● **Requirement**:
Nothing but the lines from the start of the entries through the line containing "formatted like [81,71]." should appear in the answer, each given exactly.

=== Data for processing ===

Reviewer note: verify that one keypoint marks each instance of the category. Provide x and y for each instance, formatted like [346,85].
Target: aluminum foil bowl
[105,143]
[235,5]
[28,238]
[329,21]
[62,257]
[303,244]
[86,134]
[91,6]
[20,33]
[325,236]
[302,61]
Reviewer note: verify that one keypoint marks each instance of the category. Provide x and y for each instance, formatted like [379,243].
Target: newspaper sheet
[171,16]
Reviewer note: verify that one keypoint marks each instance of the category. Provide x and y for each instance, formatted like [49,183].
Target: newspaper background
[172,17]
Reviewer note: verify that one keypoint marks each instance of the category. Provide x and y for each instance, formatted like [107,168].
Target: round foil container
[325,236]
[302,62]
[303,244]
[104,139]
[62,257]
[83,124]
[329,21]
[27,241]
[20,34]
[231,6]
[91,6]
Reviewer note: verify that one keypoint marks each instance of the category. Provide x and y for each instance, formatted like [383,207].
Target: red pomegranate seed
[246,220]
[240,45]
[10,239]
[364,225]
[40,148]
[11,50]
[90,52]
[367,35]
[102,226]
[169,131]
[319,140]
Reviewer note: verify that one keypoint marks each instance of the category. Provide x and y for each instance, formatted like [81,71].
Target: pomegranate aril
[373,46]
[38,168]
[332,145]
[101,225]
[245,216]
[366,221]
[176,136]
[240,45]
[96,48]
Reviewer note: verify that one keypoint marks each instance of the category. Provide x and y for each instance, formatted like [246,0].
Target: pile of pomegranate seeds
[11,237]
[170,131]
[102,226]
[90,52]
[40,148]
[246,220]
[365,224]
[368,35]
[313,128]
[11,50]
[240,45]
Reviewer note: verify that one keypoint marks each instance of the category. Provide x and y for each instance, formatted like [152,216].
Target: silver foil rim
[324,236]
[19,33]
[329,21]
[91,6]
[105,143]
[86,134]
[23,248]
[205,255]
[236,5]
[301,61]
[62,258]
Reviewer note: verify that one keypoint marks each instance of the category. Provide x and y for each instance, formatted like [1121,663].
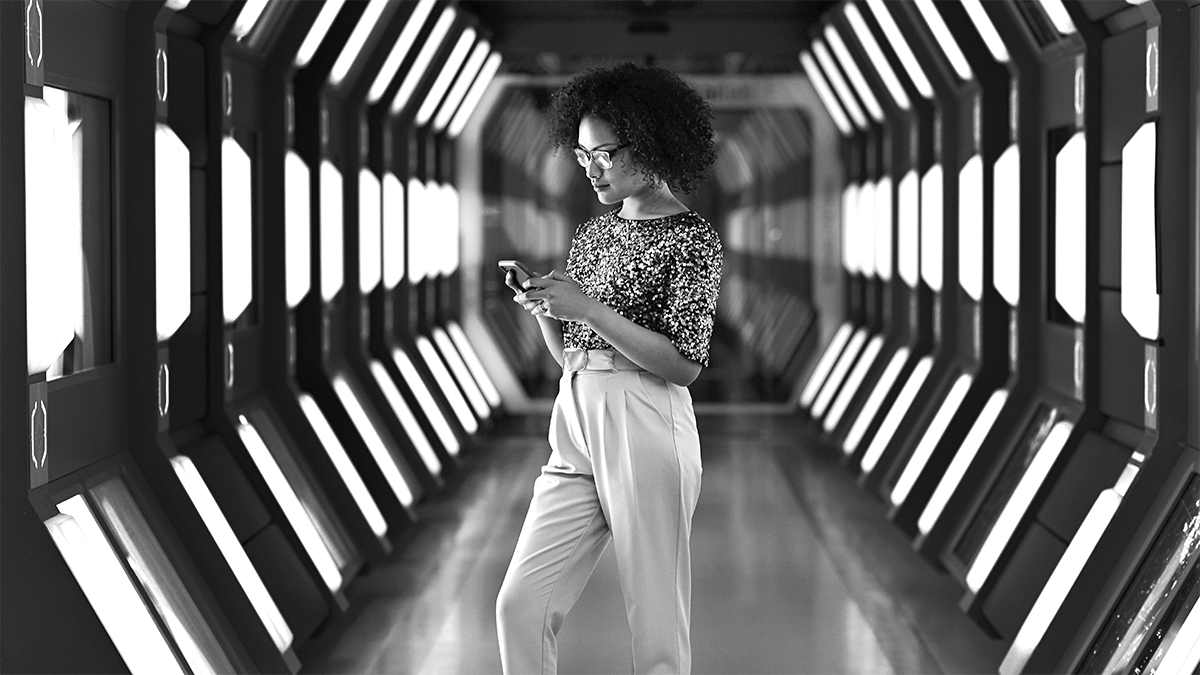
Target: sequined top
[663,274]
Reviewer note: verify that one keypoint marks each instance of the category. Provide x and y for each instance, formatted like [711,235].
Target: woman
[630,323]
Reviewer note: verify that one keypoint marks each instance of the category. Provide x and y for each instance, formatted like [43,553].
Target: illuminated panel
[943,39]
[406,417]
[474,95]
[1006,228]
[331,236]
[445,76]
[477,366]
[237,238]
[853,382]
[839,372]
[897,413]
[461,84]
[971,227]
[461,372]
[393,231]
[883,228]
[909,228]
[929,440]
[400,49]
[173,231]
[425,399]
[353,47]
[1017,505]
[445,382]
[1139,240]
[875,55]
[825,365]
[875,401]
[855,75]
[931,223]
[298,517]
[343,465]
[987,30]
[897,39]
[109,591]
[961,461]
[831,102]
[373,440]
[298,228]
[317,33]
[424,57]
[370,231]
[839,84]
[1071,227]
[219,527]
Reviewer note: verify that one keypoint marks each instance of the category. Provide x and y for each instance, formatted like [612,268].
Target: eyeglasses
[601,157]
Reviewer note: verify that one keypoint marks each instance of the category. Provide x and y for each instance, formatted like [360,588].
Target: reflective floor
[795,569]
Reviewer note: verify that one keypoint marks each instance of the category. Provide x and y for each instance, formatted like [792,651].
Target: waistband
[575,360]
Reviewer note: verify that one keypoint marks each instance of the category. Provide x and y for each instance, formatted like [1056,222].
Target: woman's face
[621,181]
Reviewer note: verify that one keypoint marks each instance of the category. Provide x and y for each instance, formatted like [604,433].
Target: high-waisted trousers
[624,467]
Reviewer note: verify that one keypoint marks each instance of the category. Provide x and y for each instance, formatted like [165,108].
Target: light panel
[1006,524]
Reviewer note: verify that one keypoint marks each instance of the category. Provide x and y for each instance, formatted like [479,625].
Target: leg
[559,547]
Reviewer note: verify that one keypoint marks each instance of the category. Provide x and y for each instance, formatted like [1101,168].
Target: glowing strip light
[853,382]
[406,417]
[343,465]
[1006,228]
[1071,227]
[461,372]
[298,517]
[961,461]
[826,364]
[971,227]
[317,33]
[331,236]
[1060,583]
[897,413]
[474,95]
[445,76]
[353,47]
[425,399]
[987,30]
[931,225]
[173,232]
[856,76]
[909,228]
[109,590]
[445,382]
[831,102]
[417,71]
[839,372]
[876,58]
[839,84]
[929,440]
[477,366]
[370,231]
[298,228]
[454,99]
[1139,238]
[237,234]
[366,426]
[916,73]
[1017,505]
[400,49]
[871,407]
[231,548]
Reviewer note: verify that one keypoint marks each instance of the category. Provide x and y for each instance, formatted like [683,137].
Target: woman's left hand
[558,296]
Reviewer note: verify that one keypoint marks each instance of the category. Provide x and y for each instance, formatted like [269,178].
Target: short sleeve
[693,287]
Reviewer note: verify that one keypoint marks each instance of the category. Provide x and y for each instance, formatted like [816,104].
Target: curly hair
[665,123]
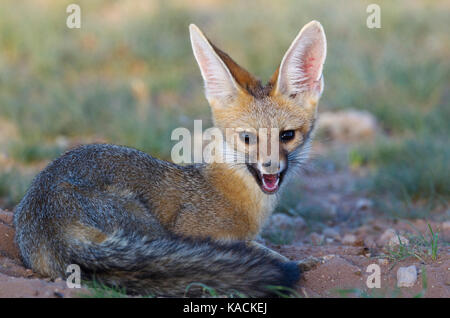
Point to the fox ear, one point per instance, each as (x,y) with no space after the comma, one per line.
(220,86)
(300,71)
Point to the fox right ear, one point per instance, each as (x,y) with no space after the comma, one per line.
(220,86)
(300,71)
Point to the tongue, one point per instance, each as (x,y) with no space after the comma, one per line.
(270,182)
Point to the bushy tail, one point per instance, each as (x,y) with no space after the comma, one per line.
(167,266)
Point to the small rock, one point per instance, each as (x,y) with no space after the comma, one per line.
(369,242)
(330,232)
(299,222)
(386,237)
(383,261)
(397,240)
(349,239)
(316,239)
(446,226)
(308,263)
(363,204)
(406,276)
(326,258)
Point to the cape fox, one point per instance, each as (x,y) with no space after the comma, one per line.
(154,227)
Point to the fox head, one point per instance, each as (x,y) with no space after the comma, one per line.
(270,123)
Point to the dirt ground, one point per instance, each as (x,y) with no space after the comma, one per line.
(340,272)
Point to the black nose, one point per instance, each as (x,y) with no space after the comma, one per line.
(267,164)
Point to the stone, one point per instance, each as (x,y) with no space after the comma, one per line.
(349,239)
(406,276)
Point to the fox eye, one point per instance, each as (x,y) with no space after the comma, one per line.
(247,137)
(287,135)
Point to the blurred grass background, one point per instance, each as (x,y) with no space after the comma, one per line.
(128,77)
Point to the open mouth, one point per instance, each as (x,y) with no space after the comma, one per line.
(269,183)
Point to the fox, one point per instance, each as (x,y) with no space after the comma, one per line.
(153,227)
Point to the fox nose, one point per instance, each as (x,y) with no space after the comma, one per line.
(269,166)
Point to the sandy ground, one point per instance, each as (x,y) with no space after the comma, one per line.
(342,266)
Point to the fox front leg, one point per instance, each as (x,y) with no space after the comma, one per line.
(304,264)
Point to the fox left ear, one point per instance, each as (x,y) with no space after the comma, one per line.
(300,71)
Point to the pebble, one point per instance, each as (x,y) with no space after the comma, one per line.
(406,276)
(330,232)
(316,239)
(395,241)
(349,239)
(363,204)
(383,261)
(386,236)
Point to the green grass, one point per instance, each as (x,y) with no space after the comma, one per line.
(422,247)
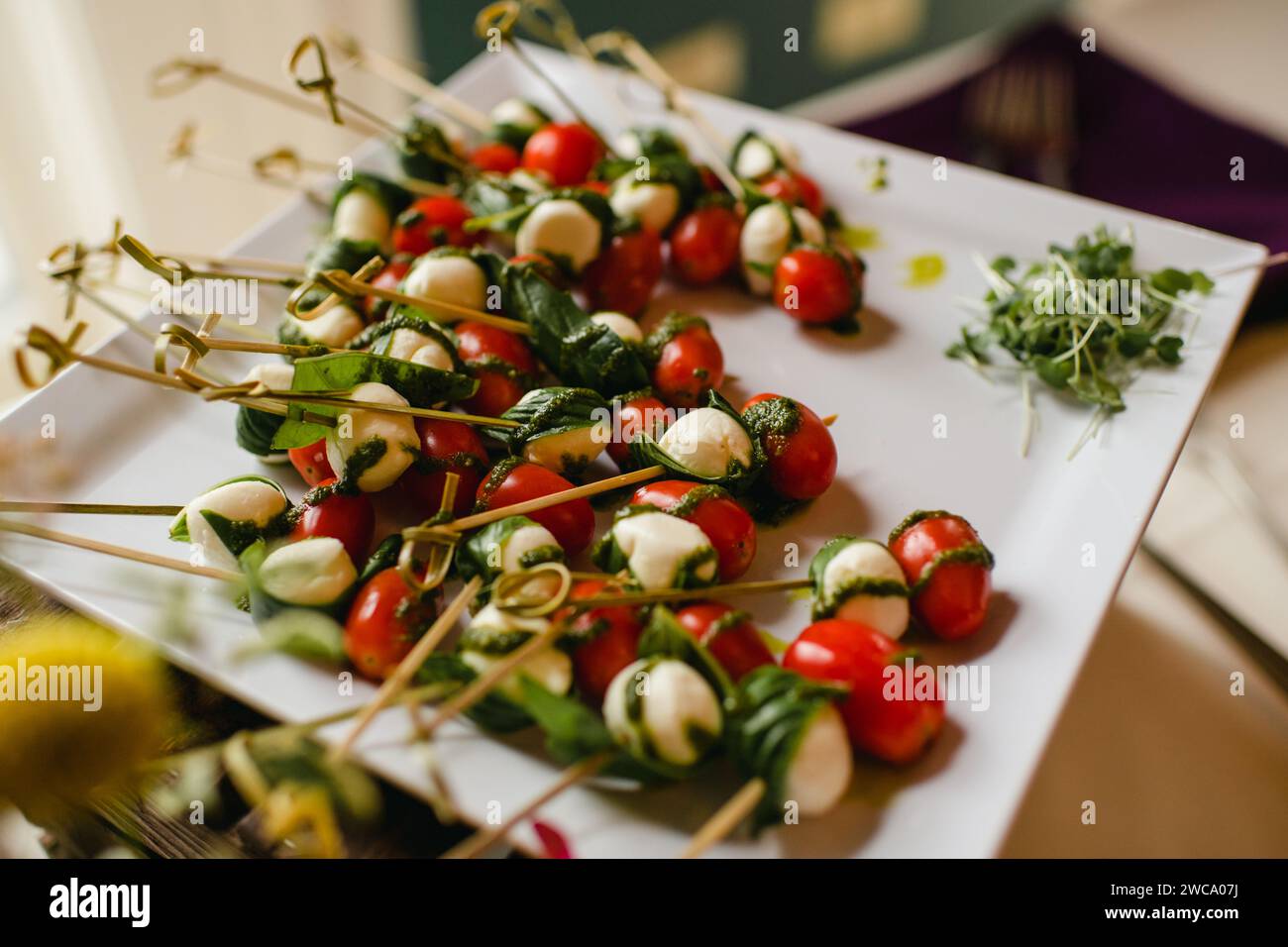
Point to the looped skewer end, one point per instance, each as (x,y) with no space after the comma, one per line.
(514,591)
(179,75)
(501,16)
(325,82)
(56,351)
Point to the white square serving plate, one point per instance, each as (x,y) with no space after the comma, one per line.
(1063,531)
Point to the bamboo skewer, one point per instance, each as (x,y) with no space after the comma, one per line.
(501,18)
(397,682)
(407,80)
(726,817)
(119,552)
(485,838)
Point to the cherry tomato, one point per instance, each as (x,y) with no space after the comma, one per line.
(814,286)
(954,599)
(851,654)
(347,517)
(639,414)
(728,634)
(384,622)
(432,222)
(612,642)
(566,153)
(494,157)
(310,462)
(501,363)
(794,187)
(802,455)
(452,447)
(688,365)
(704,244)
(726,525)
(623,275)
(513,480)
(387,278)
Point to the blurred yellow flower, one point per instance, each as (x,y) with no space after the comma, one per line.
(78,710)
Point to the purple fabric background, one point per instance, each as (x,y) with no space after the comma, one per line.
(1138,146)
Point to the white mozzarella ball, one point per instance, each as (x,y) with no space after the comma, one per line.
(522,541)
(447,278)
(820,770)
(561,228)
(334,328)
(867,560)
(570,450)
(657,544)
(704,441)
(765,236)
(314,571)
(675,702)
(252,501)
(622,325)
(277,375)
(515,112)
(398,432)
(655,205)
(360,217)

===

● **Solved problem**:
Reviewer note: verify that one keypoint marks each instance of the category. Provide x and y for each instance, formatted like [346,85].
Target: aluminum foil bowl
[105,143]
[235,5]
[28,238]
[329,21]
[62,257]
[303,244]
[86,134]
[91,6]
[20,33]
[325,236]
[302,61]
Reviewer note: verify that one keypoint marks each instance of the category. Provide x and y for each instance, formatted like [379,243].
Target: newspaper sheet
[171,16]
Reviewer note: verify that one keypoint marks each instance of the category. Provide x and y for each instance, formatted like [49,183].
Target: newspaper background
[172,17]
Reviewer note: verify that one keypoint marks each instance of the category. Provide x and y for each instance, formatted like [107,168].
Target: round foil container
[325,236]
[302,62]
[303,244]
[104,139]
[62,257]
[83,124]
[329,21]
[27,241]
[20,34]
[231,6]
[91,6]
Reviewer note: verify that one keypoint marks each instance of the category. Provide x and y for each instance, formatted like [383,207].
Target: red pomegranate seed
[246,220]
[240,45]
[10,239]
[364,225]
[40,148]
[11,50]
[90,52]
[367,35]
[102,226]
[169,131]
[319,140]
Reviewer note: verify that one keypoint marks each instance of the category. Provide x and y for each instance, formatted like [81,71].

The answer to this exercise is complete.